◆ RECORDS SUPPLIED ◆

--------

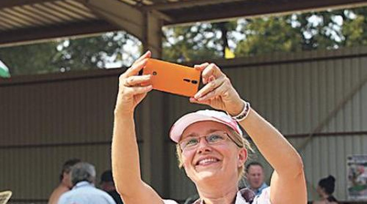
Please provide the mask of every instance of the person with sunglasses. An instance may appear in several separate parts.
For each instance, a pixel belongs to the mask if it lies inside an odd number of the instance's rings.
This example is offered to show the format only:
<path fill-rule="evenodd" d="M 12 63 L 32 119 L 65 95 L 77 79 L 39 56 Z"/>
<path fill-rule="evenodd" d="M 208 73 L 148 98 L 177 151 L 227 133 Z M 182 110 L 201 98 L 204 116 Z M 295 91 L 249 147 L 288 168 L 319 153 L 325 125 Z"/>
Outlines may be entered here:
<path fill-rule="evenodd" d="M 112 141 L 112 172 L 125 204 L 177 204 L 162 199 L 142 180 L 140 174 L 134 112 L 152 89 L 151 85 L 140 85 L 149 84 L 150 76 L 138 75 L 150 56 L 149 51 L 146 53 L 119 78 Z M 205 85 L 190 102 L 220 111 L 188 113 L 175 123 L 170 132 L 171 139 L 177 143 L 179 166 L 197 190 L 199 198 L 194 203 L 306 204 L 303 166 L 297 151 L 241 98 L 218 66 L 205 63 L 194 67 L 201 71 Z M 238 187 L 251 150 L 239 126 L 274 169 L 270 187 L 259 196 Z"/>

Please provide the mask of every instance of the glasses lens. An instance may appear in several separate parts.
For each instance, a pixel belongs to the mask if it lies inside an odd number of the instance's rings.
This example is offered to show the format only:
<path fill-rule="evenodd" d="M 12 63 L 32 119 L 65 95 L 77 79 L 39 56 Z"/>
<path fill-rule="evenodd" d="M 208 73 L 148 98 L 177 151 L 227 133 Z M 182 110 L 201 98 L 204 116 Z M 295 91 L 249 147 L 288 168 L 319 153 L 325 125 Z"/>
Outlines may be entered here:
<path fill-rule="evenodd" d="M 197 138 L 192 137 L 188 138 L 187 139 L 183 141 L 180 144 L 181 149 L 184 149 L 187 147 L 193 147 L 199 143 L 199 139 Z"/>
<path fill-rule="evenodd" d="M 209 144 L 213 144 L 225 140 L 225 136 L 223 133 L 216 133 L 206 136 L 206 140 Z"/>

--------

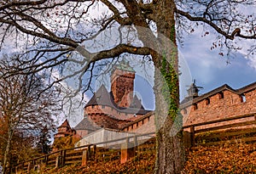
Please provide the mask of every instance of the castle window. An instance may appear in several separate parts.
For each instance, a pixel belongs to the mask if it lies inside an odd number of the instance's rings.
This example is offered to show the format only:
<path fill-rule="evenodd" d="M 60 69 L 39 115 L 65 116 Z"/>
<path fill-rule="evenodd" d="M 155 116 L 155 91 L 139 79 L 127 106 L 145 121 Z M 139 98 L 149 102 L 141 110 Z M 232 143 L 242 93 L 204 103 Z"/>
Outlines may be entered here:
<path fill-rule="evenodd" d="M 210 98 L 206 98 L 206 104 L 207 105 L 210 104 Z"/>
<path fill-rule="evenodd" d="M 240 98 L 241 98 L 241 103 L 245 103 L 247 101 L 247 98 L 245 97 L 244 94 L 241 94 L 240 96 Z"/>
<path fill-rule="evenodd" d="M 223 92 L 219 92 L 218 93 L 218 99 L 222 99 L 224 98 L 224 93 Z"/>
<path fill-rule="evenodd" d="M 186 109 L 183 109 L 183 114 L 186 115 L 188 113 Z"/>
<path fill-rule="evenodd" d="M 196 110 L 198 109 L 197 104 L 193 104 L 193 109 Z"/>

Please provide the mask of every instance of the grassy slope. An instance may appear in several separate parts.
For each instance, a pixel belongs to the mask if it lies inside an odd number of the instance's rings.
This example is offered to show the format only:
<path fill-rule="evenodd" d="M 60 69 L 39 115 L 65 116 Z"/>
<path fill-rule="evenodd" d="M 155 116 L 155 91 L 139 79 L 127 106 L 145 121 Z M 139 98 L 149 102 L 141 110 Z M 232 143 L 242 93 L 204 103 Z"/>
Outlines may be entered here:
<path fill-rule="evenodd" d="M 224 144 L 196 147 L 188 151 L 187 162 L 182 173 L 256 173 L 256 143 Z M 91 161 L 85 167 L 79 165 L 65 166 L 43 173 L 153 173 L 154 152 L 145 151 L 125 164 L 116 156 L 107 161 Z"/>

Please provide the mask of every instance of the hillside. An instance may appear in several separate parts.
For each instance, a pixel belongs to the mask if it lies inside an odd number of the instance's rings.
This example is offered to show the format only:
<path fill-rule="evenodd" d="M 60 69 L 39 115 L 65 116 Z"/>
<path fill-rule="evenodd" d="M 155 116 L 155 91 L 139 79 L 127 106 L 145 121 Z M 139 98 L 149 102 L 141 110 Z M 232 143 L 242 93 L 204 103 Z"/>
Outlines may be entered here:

--------

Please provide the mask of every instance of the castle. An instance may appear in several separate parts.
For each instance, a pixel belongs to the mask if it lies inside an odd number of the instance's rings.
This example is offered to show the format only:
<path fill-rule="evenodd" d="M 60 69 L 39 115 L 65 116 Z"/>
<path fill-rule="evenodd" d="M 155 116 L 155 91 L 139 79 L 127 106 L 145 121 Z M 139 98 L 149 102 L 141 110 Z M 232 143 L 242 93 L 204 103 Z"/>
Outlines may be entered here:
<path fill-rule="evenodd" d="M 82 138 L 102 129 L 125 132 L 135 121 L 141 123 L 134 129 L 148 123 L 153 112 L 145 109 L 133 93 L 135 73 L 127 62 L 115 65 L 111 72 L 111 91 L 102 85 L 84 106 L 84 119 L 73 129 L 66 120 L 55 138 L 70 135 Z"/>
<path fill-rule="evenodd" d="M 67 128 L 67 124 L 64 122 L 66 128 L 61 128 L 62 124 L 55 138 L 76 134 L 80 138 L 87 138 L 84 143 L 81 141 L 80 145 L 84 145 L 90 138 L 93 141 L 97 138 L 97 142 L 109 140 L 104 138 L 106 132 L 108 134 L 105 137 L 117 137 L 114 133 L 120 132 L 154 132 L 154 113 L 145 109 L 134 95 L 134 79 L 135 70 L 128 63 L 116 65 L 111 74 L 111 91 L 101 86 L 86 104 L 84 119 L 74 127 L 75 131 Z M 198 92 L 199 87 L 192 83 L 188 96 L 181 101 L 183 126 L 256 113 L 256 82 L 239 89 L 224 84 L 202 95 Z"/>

--------

◆ PROBLEM STATEMENT ◆
Output the lines of the records from the line with "Please provide the mask of every instance of the glasses" to the line with "209 144 L 213", both included, as a JSON list of strings. Use one string per line and leave out blank lines.

◆ FINISHED ANSWER ◆
[
  "Please provide the mask of every instance of the glasses lens. An instance may appear in several separate parts.",
  "For each instance, a pixel belongs to the mask if it lies inside an odd number of the instance's rings.",
  "This example is offered to show the format only:",
  "<path fill-rule=\"evenodd\" d=\"M 12 63 L 32 119 L 65 95 L 77 79 L 39 56 Z\"/>",
  "<path fill-rule=\"evenodd\" d=\"M 208 73 L 148 98 L 177 151 L 227 133 Z M 182 110 L 201 98 L 204 116 Z M 295 91 L 249 147 L 288 168 L 319 153 L 325 125 Z\"/>",
  "Outlines may be entered here:",
  "<path fill-rule=\"evenodd\" d=\"M 197 138 L 192 137 L 188 138 L 187 139 L 183 141 L 180 144 L 181 149 L 184 149 L 187 147 L 193 147 L 199 143 L 199 139 Z\"/>",
  "<path fill-rule=\"evenodd\" d=\"M 209 144 L 213 144 L 225 140 L 225 136 L 223 133 L 216 133 L 206 136 L 206 140 Z\"/>"
]